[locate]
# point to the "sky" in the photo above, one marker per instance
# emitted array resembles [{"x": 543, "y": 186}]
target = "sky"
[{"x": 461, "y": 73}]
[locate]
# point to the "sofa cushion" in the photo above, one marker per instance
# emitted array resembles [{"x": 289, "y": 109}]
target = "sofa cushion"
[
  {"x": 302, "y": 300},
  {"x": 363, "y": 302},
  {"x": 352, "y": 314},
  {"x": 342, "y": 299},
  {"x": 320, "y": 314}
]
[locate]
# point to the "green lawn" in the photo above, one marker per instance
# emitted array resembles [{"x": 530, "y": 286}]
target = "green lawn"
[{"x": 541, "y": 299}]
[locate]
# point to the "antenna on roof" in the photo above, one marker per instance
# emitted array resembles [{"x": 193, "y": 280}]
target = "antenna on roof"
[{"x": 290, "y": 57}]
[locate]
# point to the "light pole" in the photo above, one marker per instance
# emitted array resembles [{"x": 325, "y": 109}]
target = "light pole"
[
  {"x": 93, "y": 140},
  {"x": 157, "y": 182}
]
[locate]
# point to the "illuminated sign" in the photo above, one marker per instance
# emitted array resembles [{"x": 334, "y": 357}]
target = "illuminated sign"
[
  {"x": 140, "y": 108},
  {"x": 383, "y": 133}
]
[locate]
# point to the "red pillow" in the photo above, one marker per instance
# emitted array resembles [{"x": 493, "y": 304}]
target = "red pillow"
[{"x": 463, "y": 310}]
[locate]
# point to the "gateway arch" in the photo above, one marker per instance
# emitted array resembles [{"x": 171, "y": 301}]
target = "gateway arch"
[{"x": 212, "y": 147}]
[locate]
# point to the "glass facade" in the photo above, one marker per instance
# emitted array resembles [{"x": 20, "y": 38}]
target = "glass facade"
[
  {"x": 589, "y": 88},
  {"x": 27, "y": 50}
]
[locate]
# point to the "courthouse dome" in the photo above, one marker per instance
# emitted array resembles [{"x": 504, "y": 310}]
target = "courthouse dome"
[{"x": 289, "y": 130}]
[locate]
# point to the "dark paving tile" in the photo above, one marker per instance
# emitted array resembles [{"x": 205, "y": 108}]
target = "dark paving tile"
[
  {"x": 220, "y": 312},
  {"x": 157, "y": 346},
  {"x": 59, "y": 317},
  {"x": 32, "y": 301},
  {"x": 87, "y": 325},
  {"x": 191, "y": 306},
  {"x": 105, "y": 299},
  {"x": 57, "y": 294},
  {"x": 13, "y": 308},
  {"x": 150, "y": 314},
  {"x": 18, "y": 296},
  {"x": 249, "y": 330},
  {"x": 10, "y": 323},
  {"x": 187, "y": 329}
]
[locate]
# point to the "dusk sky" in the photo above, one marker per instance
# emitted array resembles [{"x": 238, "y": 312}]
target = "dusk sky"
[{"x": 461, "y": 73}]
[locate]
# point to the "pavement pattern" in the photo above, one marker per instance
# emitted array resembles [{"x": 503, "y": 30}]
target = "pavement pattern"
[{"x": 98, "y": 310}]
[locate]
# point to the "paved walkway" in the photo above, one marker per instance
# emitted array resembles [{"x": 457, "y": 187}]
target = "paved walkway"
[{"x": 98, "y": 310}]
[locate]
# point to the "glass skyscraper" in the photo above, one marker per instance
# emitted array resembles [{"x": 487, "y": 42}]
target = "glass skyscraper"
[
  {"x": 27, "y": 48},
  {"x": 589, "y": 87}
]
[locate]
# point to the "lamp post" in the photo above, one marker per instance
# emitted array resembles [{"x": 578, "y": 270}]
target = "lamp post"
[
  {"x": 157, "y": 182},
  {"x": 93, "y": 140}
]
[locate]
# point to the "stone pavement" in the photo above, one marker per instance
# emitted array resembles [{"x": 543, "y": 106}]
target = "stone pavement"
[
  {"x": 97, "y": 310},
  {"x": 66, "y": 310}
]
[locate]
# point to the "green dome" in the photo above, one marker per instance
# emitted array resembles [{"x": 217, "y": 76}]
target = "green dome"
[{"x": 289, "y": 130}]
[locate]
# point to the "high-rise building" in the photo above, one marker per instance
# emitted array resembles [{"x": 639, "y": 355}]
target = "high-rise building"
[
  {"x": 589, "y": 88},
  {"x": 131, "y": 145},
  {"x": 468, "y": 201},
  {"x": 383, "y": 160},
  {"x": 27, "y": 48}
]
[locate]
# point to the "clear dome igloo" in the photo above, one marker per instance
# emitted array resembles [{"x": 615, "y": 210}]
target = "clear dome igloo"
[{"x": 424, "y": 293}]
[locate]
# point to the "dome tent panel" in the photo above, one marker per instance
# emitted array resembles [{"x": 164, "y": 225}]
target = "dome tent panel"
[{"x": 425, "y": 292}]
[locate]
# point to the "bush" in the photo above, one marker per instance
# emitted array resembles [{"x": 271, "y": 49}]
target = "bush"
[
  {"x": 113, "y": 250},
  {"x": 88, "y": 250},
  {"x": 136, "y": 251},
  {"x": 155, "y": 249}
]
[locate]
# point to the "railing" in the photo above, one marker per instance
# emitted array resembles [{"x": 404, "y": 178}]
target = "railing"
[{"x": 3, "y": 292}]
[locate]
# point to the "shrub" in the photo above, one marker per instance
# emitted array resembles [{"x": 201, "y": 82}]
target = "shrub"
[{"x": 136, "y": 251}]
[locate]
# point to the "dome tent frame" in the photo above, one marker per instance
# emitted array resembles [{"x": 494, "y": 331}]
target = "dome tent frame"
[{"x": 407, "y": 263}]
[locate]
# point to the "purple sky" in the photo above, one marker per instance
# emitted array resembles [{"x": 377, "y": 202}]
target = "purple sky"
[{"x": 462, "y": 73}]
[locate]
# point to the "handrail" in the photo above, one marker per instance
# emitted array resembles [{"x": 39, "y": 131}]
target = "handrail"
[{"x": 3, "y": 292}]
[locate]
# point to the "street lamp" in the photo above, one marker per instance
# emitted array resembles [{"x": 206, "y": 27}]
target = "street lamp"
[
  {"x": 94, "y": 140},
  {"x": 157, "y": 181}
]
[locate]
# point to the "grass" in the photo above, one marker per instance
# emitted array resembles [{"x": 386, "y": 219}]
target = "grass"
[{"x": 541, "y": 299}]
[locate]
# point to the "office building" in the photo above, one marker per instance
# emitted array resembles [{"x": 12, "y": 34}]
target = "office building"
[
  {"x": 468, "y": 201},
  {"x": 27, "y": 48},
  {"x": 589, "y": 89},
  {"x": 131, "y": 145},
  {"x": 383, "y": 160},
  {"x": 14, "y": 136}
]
-------
● **WHAT THE EXERCISE ASKS**
Make an exact copy of all the data.

● **REPLY TO THE TASK**
[locate]
# point to the "sky" in the photo above, one marker per instance
# emitted array resembles [{"x": 543, "y": 186}]
target = "sky"
[{"x": 461, "y": 73}]
[locate]
# point to the "sofa cushion" in the photo above, one marker per instance
# emitted array resembles [{"x": 289, "y": 109}]
target = "sofa cushion"
[
  {"x": 302, "y": 300},
  {"x": 363, "y": 302},
  {"x": 352, "y": 314},
  {"x": 342, "y": 299},
  {"x": 320, "y": 314}
]
[locate]
# point to the "green lawn" in the photo above, one marker per instance
# emitted array resembles [{"x": 530, "y": 286}]
target = "green lawn"
[{"x": 541, "y": 299}]
[locate]
# point to the "antenna on roof" in the photo above, one marker per instance
# emitted array resembles [{"x": 193, "y": 280}]
target = "antenna on roof"
[{"x": 290, "y": 57}]
[locate]
# point to the "light pole" in the photo above, one marker per instance
# emitted array resembles [{"x": 325, "y": 109}]
target = "light pole"
[
  {"x": 93, "y": 140},
  {"x": 157, "y": 182}
]
[locate]
# point to the "illuminated sign" in the photo above, one marker per instance
# emitted array resembles [{"x": 334, "y": 357}]
target = "illuminated sign"
[
  {"x": 140, "y": 108},
  {"x": 383, "y": 133}
]
[locate]
# point to the "red pillow" in the photo above, one marker per instance
# emitted array resembles [{"x": 493, "y": 304}]
target = "red pillow"
[{"x": 463, "y": 310}]
[locate]
# point to the "gateway arch" in the photo above, one marker per instance
# emitted array resembles [{"x": 171, "y": 301}]
target = "gateway arch"
[{"x": 212, "y": 147}]
[locate]
# point to the "glass facade" in the photo above, one marker per instance
# emitted array resembles [{"x": 20, "y": 38}]
target = "glass facade"
[
  {"x": 589, "y": 88},
  {"x": 27, "y": 50}
]
[locate]
# point to the "courthouse dome" in the photo above, one marker per instance
# emitted array resembles [{"x": 504, "y": 310}]
target = "courthouse dome"
[{"x": 289, "y": 130}]
[locate]
# point to the "dark paving tile" in the photo above, one marker per instance
# emitted array resembles [{"x": 205, "y": 108}]
target = "dark paving tile"
[
  {"x": 220, "y": 312},
  {"x": 157, "y": 346},
  {"x": 59, "y": 317},
  {"x": 32, "y": 301},
  {"x": 87, "y": 325},
  {"x": 191, "y": 306},
  {"x": 105, "y": 299},
  {"x": 57, "y": 294},
  {"x": 13, "y": 308},
  {"x": 150, "y": 314},
  {"x": 18, "y": 296},
  {"x": 249, "y": 330},
  {"x": 10, "y": 323},
  {"x": 187, "y": 329}
]
[locate]
# point to the "dusk sky" in the photo above, one marker per instance
# emitted array resembles [{"x": 238, "y": 312}]
target = "dusk sky"
[{"x": 461, "y": 73}]
[locate]
# point to the "pavement pattern" in the photo above, one marker per instance
# emitted array resembles [{"x": 503, "y": 30}]
target = "pavement pattern"
[{"x": 98, "y": 310}]
[locate]
# point to the "paved walkway" in the photo above, one marker per instance
# emitted array resembles [{"x": 457, "y": 187}]
target = "paved walkway"
[{"x": 98, "y": 310}]
[locate]
# point to the "glass skyscraper" in the photo above, one marker per instance
# emitted array resembles [{"x": 487, "y": 42}]
target = "glass skyscraper"
[
  {"x": 27, "y": 48},
  {"x": 589, "y": 87}
]
[locate]
# point to the "lamp post" in the photo above, one marker per instance
# emitted array resembles [{"x": 578, "y": 270}]
target = "lamp post"
[
  {"x": 157, "y": 182},
  {"x": 93, "y": 140}
]
[locate]
# point to the "stone pavement" in the photo above, one marker per instance
# emitted array resembles [{"x": 543, "y": 106}]
target = "stone pavement"
[
  {"x": 97, "y": 310},
  {"x": 66, "y": 310}
]
[locate]
# point to the "green dome" in the photo above, one marker per instance
# emitted array resembles [{"x": 217, "y": 76}]
target = "green dome"
[{"x": 289, "y": 130}]
[locate]
# point to the "high-rise building" in the photo above, one marker per instance
# emitted array resembles [{"x": 639, "y": 355}]
target = "high-rise building"
[
  {"x": 589, "y": 88},
  {"x": 131, "y": 145},
  {"x": 468, "y": 201},
  {"x": 383, "y": 160},
  {"x": 27, "y": 48}
]
[locate]
# point to the "clear dome igloo" in the photo above, one marker per instance
# emitted array resembles [{"x": 615, "y": 210}]
target = "clear dome igloo"
[{"x": 424, "y": 293}]
[locate]
# point to the "dome tent panel" in the photo above, one marker per instance
# emitted array resembles [{"x": 164, "y": 225}]
target = "dome tent panel"
[{"x": 425, "y": 292}]
[locate]
# point to the "bush" in the photo above, one marker per instance
# emitted array resembles [{"x": 271, "y": 49}]
target = "bush"
[
  {"x": 113, "y": 250},
  {"x": 88, "y": 250},
  {"x": 136, "y": 251},
  {"x": 155, "y": 249}
]
[locate]
# point to the "railing" in the photo above, one marker per instance
# emitted array resembles [{"x": 404, "y": 178}]
target = "railing"
[{"x": 3, "y": 292}]
[locate]
# point to the "shrub" in the photo above, one marker per instance
# emitted array resembles [{"x": 201, "y": 82}]
target = "shrub"
[{"x": 136, "y": 251}]
[locate]
# point to the "dome tent frame" in the photo above, one marker per instance
# emitted array resembles [{"x": 494, "y": 331}]
target = "dome tent frame"
[{"x": 407, "y": 263}]
[locate]
# point to the "purple sky" in the photo above, one marker per instance
# emitted array resembles [{"x": 377, "y": 202}]
target = "purple sky"
[{"x": 462, "y": 73}]
[locate]
# point to the "handrail" in the photo above, one marker per instance
# emitted array resembles [{"x": 39, "y": 131}]
target = "handrail"
[{"x": 3, "y": 292}]
[locate]
# point to the "street lamp" in the photo above, one marker per instance
# emitted array resembles [{"x": 206, "y": 27}]
target = "street lamp"
[
  {"x": 94, "y": 140},
  {"x": 157, "y": 181}
]
[locate]
# point to the "grass" in the photo above, one marker per instance
# emitted array resembles [{"x": 386, "y": 219}]
target = "grass"
[{"x": 541, "y": 299}]
[locate]
# point to the "office building" in the photo above, one marker per instance
# emitted array resembles [{"x": 12, "y": 34}]
target = "office building"
[
  {"x": 468, "y": 201},
  {"x": 27, "y": 48},
  {"x": 589, "y": 89},
  {"x": 131, "y": 145},
  {"x": 383, "y": 160},
  {"x": 14, "y": 136}
]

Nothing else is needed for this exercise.